Convert the records into a JSON list of strings with one string per line, omitting blank lines. Begin at the line that contains "# point at: gray" and stop after the line that contains "x=276, y=796".

Records of position annotations:
..............................

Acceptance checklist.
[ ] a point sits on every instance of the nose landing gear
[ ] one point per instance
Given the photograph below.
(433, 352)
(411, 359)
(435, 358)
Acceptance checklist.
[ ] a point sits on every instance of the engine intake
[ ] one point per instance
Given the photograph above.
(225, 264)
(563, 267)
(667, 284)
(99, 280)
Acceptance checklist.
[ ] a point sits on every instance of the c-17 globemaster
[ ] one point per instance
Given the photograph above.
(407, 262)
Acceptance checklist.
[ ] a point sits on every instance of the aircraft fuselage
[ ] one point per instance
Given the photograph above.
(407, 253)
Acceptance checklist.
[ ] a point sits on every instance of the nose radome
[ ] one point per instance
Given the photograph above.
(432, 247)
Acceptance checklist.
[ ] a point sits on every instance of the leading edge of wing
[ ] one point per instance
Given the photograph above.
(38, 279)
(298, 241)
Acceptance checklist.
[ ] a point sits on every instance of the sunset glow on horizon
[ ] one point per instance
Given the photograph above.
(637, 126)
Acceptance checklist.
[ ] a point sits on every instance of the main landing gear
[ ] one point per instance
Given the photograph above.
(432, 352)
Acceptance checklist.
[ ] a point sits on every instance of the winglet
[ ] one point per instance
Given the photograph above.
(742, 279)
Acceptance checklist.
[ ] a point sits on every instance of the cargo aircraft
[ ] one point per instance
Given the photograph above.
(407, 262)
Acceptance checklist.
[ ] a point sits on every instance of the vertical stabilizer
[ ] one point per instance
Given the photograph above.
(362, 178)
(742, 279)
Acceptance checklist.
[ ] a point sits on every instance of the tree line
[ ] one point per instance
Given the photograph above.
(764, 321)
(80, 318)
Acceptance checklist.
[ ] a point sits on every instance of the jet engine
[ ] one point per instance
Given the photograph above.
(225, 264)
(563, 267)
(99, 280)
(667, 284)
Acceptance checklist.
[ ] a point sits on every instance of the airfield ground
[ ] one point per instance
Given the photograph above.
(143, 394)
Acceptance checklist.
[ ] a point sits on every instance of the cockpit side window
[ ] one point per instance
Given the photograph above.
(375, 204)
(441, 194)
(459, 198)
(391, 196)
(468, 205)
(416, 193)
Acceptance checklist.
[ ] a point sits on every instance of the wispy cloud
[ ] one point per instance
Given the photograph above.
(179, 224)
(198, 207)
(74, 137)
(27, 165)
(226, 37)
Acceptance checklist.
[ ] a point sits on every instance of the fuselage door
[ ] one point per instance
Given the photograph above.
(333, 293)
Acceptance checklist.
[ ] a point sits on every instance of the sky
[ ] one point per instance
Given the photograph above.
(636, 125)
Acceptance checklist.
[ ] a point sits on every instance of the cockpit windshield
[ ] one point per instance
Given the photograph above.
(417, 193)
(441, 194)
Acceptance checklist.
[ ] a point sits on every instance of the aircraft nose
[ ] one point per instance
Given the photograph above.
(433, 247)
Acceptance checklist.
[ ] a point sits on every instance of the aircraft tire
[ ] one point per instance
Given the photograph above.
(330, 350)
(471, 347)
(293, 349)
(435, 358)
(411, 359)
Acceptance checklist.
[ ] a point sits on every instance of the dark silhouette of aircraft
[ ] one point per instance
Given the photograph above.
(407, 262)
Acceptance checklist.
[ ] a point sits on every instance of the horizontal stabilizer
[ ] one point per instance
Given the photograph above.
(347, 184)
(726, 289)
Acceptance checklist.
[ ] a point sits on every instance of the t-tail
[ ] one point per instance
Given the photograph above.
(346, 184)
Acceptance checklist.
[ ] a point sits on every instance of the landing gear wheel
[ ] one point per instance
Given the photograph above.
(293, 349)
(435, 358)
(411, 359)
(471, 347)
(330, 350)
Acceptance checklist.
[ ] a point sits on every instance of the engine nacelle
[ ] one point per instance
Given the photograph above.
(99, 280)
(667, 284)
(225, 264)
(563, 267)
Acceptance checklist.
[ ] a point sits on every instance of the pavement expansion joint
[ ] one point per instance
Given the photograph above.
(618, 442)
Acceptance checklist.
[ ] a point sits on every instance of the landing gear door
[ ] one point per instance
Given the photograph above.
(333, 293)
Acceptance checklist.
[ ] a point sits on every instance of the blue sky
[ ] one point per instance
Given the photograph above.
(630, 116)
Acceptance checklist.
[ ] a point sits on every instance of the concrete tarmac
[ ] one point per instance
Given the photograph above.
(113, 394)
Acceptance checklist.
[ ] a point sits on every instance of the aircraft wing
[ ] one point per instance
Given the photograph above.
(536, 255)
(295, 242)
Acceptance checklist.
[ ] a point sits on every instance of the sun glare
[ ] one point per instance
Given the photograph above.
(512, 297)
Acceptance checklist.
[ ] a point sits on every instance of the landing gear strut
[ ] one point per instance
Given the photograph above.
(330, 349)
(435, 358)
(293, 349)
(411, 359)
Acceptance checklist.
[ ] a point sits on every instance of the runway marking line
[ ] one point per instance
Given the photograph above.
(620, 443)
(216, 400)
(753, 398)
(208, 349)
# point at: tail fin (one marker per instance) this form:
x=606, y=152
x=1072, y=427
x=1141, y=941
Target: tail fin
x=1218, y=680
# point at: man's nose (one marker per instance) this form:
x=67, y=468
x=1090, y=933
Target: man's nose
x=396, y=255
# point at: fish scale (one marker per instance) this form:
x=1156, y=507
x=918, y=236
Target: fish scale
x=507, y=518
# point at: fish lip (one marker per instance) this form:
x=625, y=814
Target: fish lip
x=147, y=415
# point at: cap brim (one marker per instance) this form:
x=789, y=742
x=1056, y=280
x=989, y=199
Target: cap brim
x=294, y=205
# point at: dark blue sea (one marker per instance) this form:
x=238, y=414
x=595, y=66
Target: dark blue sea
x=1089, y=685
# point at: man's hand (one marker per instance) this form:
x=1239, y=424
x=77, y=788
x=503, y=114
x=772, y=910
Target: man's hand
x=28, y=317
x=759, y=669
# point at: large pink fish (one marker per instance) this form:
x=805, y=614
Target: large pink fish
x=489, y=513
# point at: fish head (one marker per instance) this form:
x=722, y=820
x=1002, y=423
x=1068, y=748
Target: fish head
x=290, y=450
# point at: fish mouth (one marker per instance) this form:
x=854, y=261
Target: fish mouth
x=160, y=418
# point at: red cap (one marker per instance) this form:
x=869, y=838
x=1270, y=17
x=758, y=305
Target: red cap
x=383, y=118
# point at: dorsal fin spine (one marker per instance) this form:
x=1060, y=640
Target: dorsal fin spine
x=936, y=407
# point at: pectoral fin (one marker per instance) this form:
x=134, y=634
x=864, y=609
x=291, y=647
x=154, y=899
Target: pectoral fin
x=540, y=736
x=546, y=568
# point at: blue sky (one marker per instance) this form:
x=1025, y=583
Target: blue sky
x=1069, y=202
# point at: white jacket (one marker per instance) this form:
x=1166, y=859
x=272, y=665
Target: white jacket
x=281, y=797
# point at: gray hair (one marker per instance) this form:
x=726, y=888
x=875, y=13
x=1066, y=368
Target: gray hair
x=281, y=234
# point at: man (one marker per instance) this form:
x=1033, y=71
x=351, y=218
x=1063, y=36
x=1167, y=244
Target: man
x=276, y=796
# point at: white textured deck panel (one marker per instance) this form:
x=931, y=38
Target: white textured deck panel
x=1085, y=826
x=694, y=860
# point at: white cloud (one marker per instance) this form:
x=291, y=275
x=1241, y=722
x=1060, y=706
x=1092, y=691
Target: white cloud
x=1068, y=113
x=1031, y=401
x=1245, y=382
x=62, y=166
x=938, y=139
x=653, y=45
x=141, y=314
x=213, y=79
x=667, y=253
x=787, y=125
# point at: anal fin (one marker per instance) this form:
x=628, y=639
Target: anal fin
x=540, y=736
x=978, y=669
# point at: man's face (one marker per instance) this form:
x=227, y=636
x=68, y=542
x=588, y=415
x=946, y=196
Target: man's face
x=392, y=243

..............................

▶ Written response:
[
  "# point at: gray hair (one marker per instance) this form:",
  "x=726, y=888",
  "x=875, y=13",
  "x=1066, y=368",
  "Target: gray hair",
  "x=281, y=234",
  "# point at: man (one marker per instance) this form:",
  "x=1033, y=71",
  "x=351, y=218",
  "x=1063, y=36",
  "x=1167, y=244",
  "Target: man",
  "x=276, y=796"
]